## OBJECTIVE
Copy out the whole listing exactly as written, leaving the pictures behind.
* begin DATA PROVIDED *
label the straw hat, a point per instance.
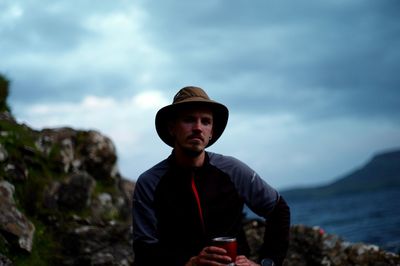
(190, 97)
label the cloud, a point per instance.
(312, 86)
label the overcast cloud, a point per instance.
(312, 86)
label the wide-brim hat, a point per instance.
(190, 97)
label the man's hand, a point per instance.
(210, 256)
(244, 261)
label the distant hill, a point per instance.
(381, 172)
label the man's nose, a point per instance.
(197, 125)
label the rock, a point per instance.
(313, 246)
(4, 261)
(76, 192)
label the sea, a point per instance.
(371, 218)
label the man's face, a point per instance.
(193, 129)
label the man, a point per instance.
(193, 196)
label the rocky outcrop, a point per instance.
(64, 202)
(313, 246)
(62, 198)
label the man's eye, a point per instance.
(206, 122)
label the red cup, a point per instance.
(227, 243)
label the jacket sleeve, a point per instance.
(276, 237)
(145, 239)
(263, 200)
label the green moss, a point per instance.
(46, 249)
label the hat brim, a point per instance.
(165, 114)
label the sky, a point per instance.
(313, 87)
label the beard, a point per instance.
(191, 152)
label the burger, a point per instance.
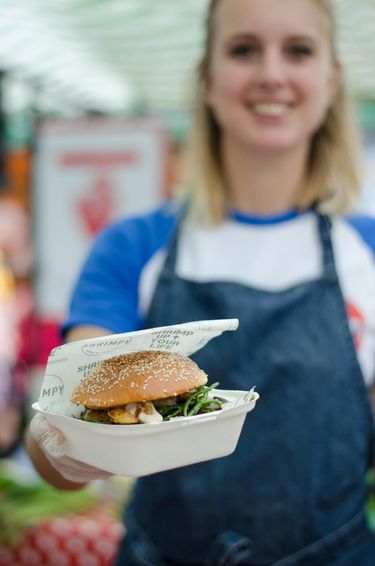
(144, 387)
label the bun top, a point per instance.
(138, 376)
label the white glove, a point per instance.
(54, 445)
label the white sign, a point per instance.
(88, 172)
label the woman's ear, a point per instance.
(204, 83)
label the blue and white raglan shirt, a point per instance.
(117, 281)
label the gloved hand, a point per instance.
(53, 443)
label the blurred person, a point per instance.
(11, 388)
(263, 234)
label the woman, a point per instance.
(273, 154)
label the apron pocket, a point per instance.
(136, 548)
(230, 549)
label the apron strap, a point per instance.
(330, 546)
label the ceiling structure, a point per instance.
(117, 55)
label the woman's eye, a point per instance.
(300, 51)
(242, 50)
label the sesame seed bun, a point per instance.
(138, 376)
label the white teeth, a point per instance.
(270, 109)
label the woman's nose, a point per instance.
(271, 71)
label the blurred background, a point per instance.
(95, 98)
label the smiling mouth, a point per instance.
(270, 109)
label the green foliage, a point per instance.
(25, 505)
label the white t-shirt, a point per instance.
(270, 253)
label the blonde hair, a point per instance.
(332, 180)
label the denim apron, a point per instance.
(293, 492)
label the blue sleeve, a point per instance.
(365, 226)
(106, 293)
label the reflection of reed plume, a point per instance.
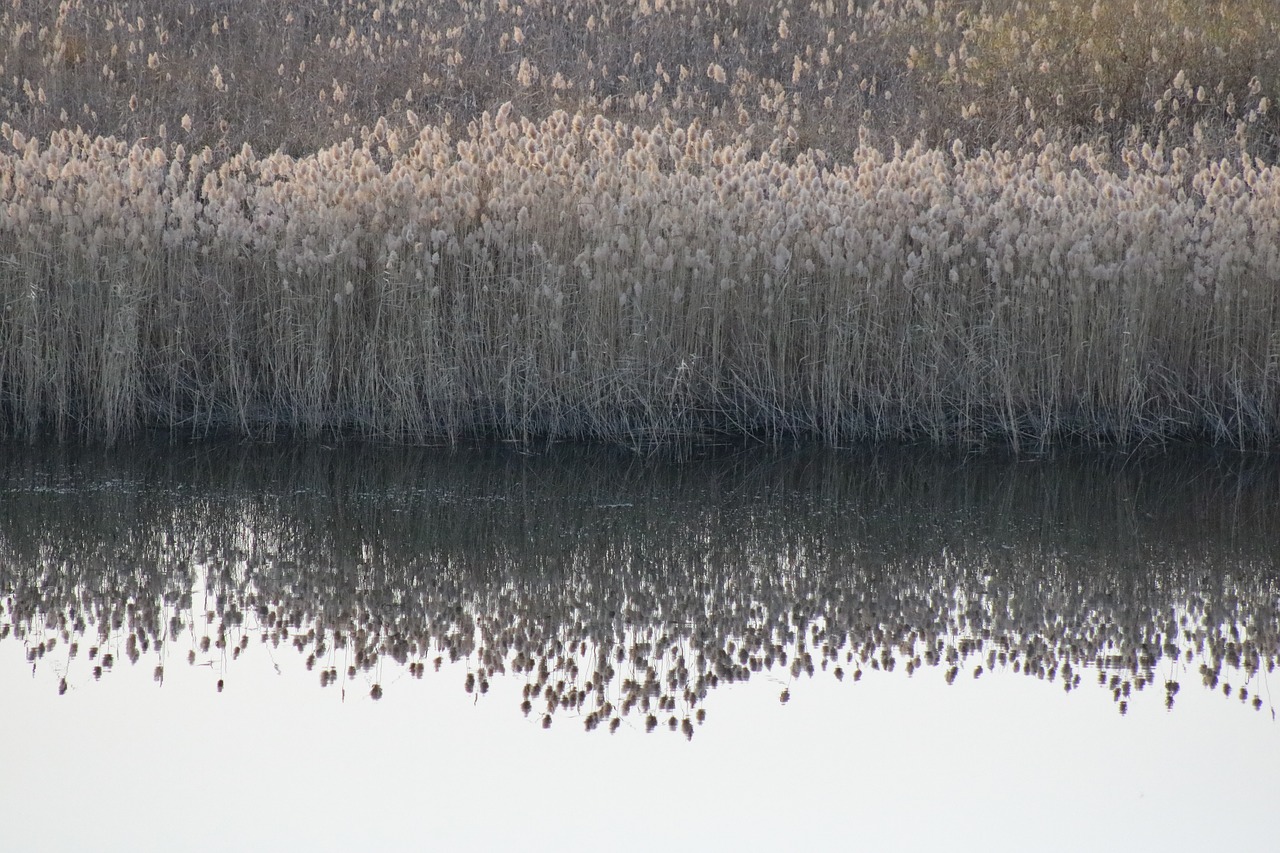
(617, 588)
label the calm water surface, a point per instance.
(246, 647)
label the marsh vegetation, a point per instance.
(967, 223)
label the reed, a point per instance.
(722, 243)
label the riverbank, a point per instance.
(643, 276)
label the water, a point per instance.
(329, 648)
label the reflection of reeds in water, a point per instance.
(624, 592)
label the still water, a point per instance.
(278, 647)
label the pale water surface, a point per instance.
(976, 655)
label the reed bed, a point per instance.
(723, 249)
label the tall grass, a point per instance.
(720, 243)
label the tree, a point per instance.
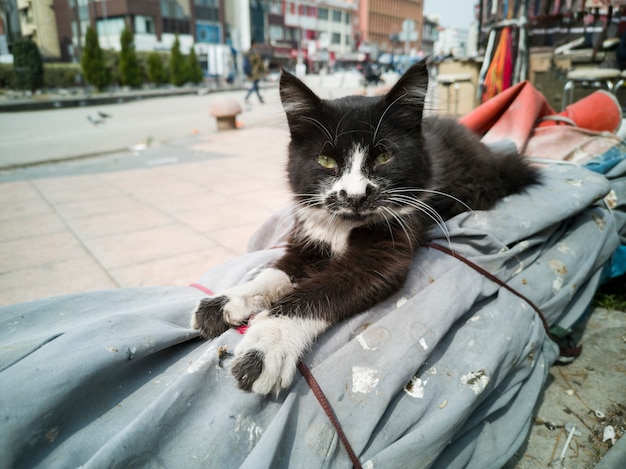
(130, 71)
(194, 69)
(92, 61)
(27, 64)
(157, 73)
(178, 67)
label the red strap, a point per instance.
(319, 394)
(494, 279)
(202, 288)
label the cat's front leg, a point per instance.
(213, 316)
(266, 359)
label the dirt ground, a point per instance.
(588, 394)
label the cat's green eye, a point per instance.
(383, 158)
(327, 162)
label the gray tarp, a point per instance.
(445, 374)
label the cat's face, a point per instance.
(359, 158)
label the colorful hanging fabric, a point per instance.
(500, 71)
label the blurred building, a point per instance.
(452, 41)
(37, 21)
(9, 27)
(316, 32)
(390, 26)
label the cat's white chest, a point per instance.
(320, 226)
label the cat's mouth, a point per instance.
(359, 216)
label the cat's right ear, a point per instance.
(298, 99)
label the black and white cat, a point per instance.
(370, 177)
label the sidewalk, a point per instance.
(191, 204)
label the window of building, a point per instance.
(110, 26)
(144, 24)
(276, 7)
(276, 32)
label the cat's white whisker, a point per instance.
(431, 191)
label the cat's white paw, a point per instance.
(265, 360)
(213, 316)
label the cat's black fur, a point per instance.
(356, 226)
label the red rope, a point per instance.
(321, 397)
(494, 279)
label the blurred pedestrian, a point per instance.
(254, 69)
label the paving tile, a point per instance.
(189, 198)
(75, 188)
(182, 269)
(233, 215)
(39, 250)
(89, 208)
(11, 192)
(269, 201)
(122, 221)
(126, 249)
(22, 207)
(53, 279)
(235, 239)
(28, 226)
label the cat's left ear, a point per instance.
(298, 100)
(410, 89)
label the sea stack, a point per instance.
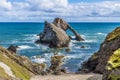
(107, 60)
(54, 34)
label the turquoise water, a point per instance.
(24, 36)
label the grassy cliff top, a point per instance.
(114, 60)
(18, 70)
(113, 35)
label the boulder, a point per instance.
(98, 61)
(54, 34)
(56, 63)
(12, 49)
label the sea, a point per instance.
(24, 35)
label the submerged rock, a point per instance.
(98, 61)
(54, 34)
(20, 66)
(56, 63)
(12, 49)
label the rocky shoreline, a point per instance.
(106, 61)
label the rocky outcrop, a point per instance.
(12, 49)
(21, 66)
(98, 61)
(54, 34)
(56, 63)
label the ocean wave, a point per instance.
(37, 59)
(74, 56)
(99, 33)
(95, 40)
(24, 47)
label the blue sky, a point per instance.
(70, 10)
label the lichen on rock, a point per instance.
(113, 66)
(113, 35)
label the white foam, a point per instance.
(39, 60)
(99, 33)
(24, 47)
(74, 56)
(90, 40)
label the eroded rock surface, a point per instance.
(54, 34)
(98, 61)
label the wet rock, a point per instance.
(54, 37)
(56, 63)
(99, 61)
(54, 34)
(13, 49)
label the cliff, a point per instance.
(99, 61)
(16, 67)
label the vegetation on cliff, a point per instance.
(20, 66)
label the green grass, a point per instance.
(115, 77)
(114, 60)
(17, 70)
(114, 64)
(113, 35)
(3, 74)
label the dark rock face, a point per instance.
(61, 23)
(56, 63)
(98, 61)
(12, 49)
(54, 34)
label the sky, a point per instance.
(70, 10)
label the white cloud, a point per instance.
(40, 10)
(5, 5)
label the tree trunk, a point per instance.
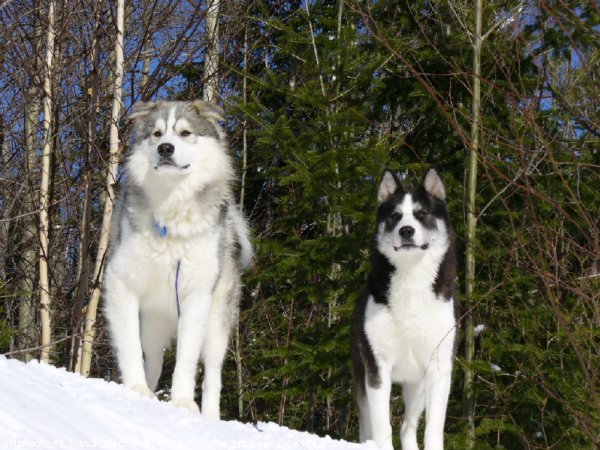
* end DATA PROVIDED *
## PROBLEM SOLUTION
label the straw hat, a point per instance.
(190, 97)
label the cloud, a point per instance.
(312, 86)
label the overcast cloud, a point per instance.
(312, 86)
label the wide-brim hat, a point per instance.
(190, 97)
label the man's hand, a point per instance.
(210, 256)
(244, 261)
label the distant hill, a point per instance.
(381, 172)
label the man's nose, a point per instance.
(197, 125)
label the rock, a point per instance.
(313, 246)
(4, 261)
(76, 192)
label the sea, a point per instance.
(371, 218)
label the man's face, a point per instance.
(193, 129)
label the man, a point per instance.
(193, 196)
label the rocky outcrop, a point per instance.
(64, 202)
(313, 246)
(62, 198)
label the man's eye, a point per instance.
(206, 122)
label the red cup, a point per instance.
(227, 243)
label the jacket sleeve, a point per instance.
(276, 237)
(145, 239)
(263, 200)
label the green moss, a point per instance.
(46, 249)
label the hat brim, a point per instance.
(165, 114)
label the sky, a point per instance.
(313, 87)
label the beard, a point per instance.
(191, 152)
label the burger, a point per instance.
(144, 387)
label the bun top, a point per instance.
(138, 376)
label the white glove, a point per instance.
(54, 445)
label the white sign, a point per instance.
(88, 172)
label the woman's ear, a point per instance.
(204, 83)
label the blue and white raglan shirt, a point per instance.
(117, 281)
label the gloved hand, a point per instance.
(53, 443)
label the blurred person, a point per instance.
(11, 388)
(263, 234)
label the woman, a point per instance.
(273, 154)
label the apron pocket, a point per instance.
(136, 548)
(230, 549)
label the apron strap, a point per instance.
(330, 546)
label the ceiling structure, a point per instance.
(117, 55)
label the woman's eye, a point per instance.
(300, 51)
(242, 50)
label the sesame seed bun, a point per instance.
(138, 376)
label the white teeth, a point per instance.
(270, 109)
label the woman's nose, a point per instance.
(271, 71)
label the blurred background, a point per instance.
(95, 98)
label the smiling mouth, a point per instance.
(270, 109)
label the green foliage, a point per instance.
(25, 505)
label the white t-shirt, a point per instance.
(270, 253)
label the blonde hair, a point per instance.
(332, 180)
label the denim apron, a point per instance.
(293, 492)
label the blue sleeve, a point per instance.
(365, 226)
(106, 293)
label the reflection of reed plume, a point per instance.
(617, 588)
label the calm water surface, a point per instance.
(246, 647)
label the marsh vegetation, a point per instance.
(967, 223)
label the reed, a point per instance.
(722, 243)
label the riverbank, a point per instance.
(643, 276)
label the water, a point per instance.
(329, 648)
label the reflection of reeds in water, a point per instance.
(624, 592)
label the still water, a point per instance.
(278, 647)
label the pale water surface, a point per instance.
(976, 655)
label the reed bed, a point per instance.
(723, 249)
label the tall grass, a point per instance.
(720, 243)
label the tree, a point per instance.
(130, 71)
(194, 69)
(92, 61)
(27, 64)
(157, 73)
(178, 67)
label the red strap, a point per instance.
(319, 394)
(494, 279)
(202, 288)
label the cat's front leg, a point per instance.
(213, 316)
(266, 359)
label the dirt ground, a point per instance.
(588, 394)
label the cat's green eye, a point per instance.
(383, 158)
(327, 162)
label the gray tarp, a point per instance.
(445, 374)
label the cat's face, a point per instance.
(359, 158)
label the colorful hanging fabric, a point per instance.
(500, 71)
label the blurred building, a point per instance.
(452, 41)
(37, 21)
(9, 27)
(316, 32)
(390, 26)
label the cat's white chest, a point per instance.
(320, 226)
label the cat's mouth, a point per instance.
(359, 216)
label the cat's right ear, a point per instance.
(298, 99)
label the black and white cat, a point per instance.
(370, 177)
label the sidewalk, a point per instance.
(191, 204)
label the window of building, a point per instance.
(110, 26)
(144, 24)
(276, 7)
(276, 32)
label the cat's white whisker, a point per instance.
(431, 191)
label the cat's white paw, a point per instance.
(265, 360)
(213, 316)
label the cat's black fur, a point per instance.
(356, 226)
label the red rope, a point per instance.
(321, 397)
(494, 279)
label the blurred pedestrian, a point per instance.
(254, 69)
label the paving tile, a point per instance.
(189, 198)
(75, 188)
(182, 269)
(233, 215)
(39, 250)
(89, 208)
(11, 192)
(269, 201)
(122, 221)
(126, 249)
(22, 207)
(53, 279)
(235, 239)
(28, 226)
label the cat's left ear, a point per instance.
(298, 100)
(410, 89)
label the sea stack, a point per instance.
(107, 60)
(54, 34)
label the turquoise water, a point per instance.
(24, 36)
label the grassy cliff top, a point per instance.
(114, 60)
(18, 70)
(113, 35)
label the boulder, a point per instance.
(98, 61)
(54, 34)
(56, 63)
(12, 49)
label the sea, a point per instance.
(24, 35)
label the submerged rock, a point per instance.
(98, 61)
(54, 34)
(20, 66)
(56, 63)
(12, 49)
label the rocky shoreline, a point per instance.
(106, 61)
label the rocky outcrop, a point per instance.
(12, 49)
(21, 66)
(98, 61)
(54, 34)
(56, 63)
label the ocean wave, a point per instance.
(37, 59)
(74, 56)
(99, 33)
(95, 40)
(24, 47)
label the blue sky, a point per instance.
(70, 10)
label the lichen on rock, a point per instance.
(113, 66)
(113, 35)
label the white foam, a point per instance.
(39, 60)
(99, 33)
(24, 47)
(74, 56)
(90, 40)
label the eroded rock surface, a point per instance.
(54, 34)
(98, 61)
label the wet rock, a point per instance.
(54, 37)
(56, 63)
(99, 61)
(54, 34)
(13, 49)
label the cliff, a point per instance.
(99, 61)
(16, 67)
label the vegetation on cliff, a point per instance.
(20, 66)
label the green grass, a point per instance.
(115, 77)
(114, 60)
(17, 70)
(114, 64)
(113, 35)
(3, 74)
label the dark rock face, a point per instance.
(61, 23)
(56, 63)
(98, 61)
(12, 49)
(54, 34)
label the sky, a point per instance.
(70, 10)
label the white cloud, a point per instance.
(40, 10)
(5, 5)
label the tree trunk, a point per instance.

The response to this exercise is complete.